Exercise brief -> Filter the records below and copy every line containing the word "query".
The input Start Marker
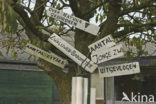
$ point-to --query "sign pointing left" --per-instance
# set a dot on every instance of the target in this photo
(50, 57)
(72, 20)
(72, 53)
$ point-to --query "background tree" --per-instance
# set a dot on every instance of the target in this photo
(121, 18)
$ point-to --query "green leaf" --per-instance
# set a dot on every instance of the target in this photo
(14, 54)
(1, 54)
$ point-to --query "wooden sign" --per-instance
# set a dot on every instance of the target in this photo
(72, 53)
(103, 43)
(72, 20)
(50, 57)
(105, 55)
(120, 69)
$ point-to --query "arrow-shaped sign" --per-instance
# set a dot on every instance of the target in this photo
(72, 53)
(72, 20)
(50, 57)
(119, 69)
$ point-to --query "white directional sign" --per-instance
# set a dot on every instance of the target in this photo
(50, 57)
(120, 69)
(72, 20)
(103, 43)
(72, 53)
(105, 55)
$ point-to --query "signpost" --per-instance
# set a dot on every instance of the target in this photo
(105, 55)
(50, 57)
(120, 69)
(72, 53)
(103, 43)
(72, 20)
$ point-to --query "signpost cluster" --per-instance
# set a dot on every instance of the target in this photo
(101, 51)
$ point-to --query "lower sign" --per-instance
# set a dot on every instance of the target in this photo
(50, 57)
(105, 55)
(72, 53)
(120, 69)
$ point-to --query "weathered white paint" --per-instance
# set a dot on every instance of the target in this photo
(79, 90)
(103, 44)
(72, 53)
(50, 57)
(98, 83)
(93, 96)
(74, 82)
(119, 70)
(72, 20)
(105, 55)
(85, 90)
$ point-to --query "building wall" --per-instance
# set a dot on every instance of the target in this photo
(24, 83)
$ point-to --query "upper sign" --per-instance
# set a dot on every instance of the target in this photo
(72, 20)
(50, 57)
(72, 53)
(120, 69)
(105, 42)
(105, 55)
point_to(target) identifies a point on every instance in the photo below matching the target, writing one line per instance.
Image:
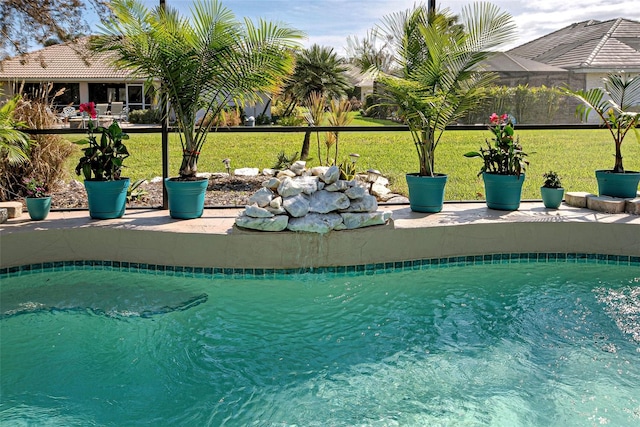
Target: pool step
(603, 203)
(14, 209)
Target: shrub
The input End Marker
Solution to this task ->
$ point-to --query "sign pointing left" --per-instance
$ point-to --query "background tree" --per-instance
$ point-to --query "green leaf" --per-instance
$ point-to --query "wooden sign" --per-instance
$ point-to --query "arrow-shaped sign" --per-instance
$ point-to --query "white directional sign" --per-instance
$ point-to --query "signpost" --per-instance
$ point-to --query "signpost cluster" --per-instance
$ point-to --query "lower sign" --per-instance
$ point-to --query "weathered white paint" --per-instance
$ point-to --query "building wall" --per-instance
$ point-to --query "upper sign" --per-instance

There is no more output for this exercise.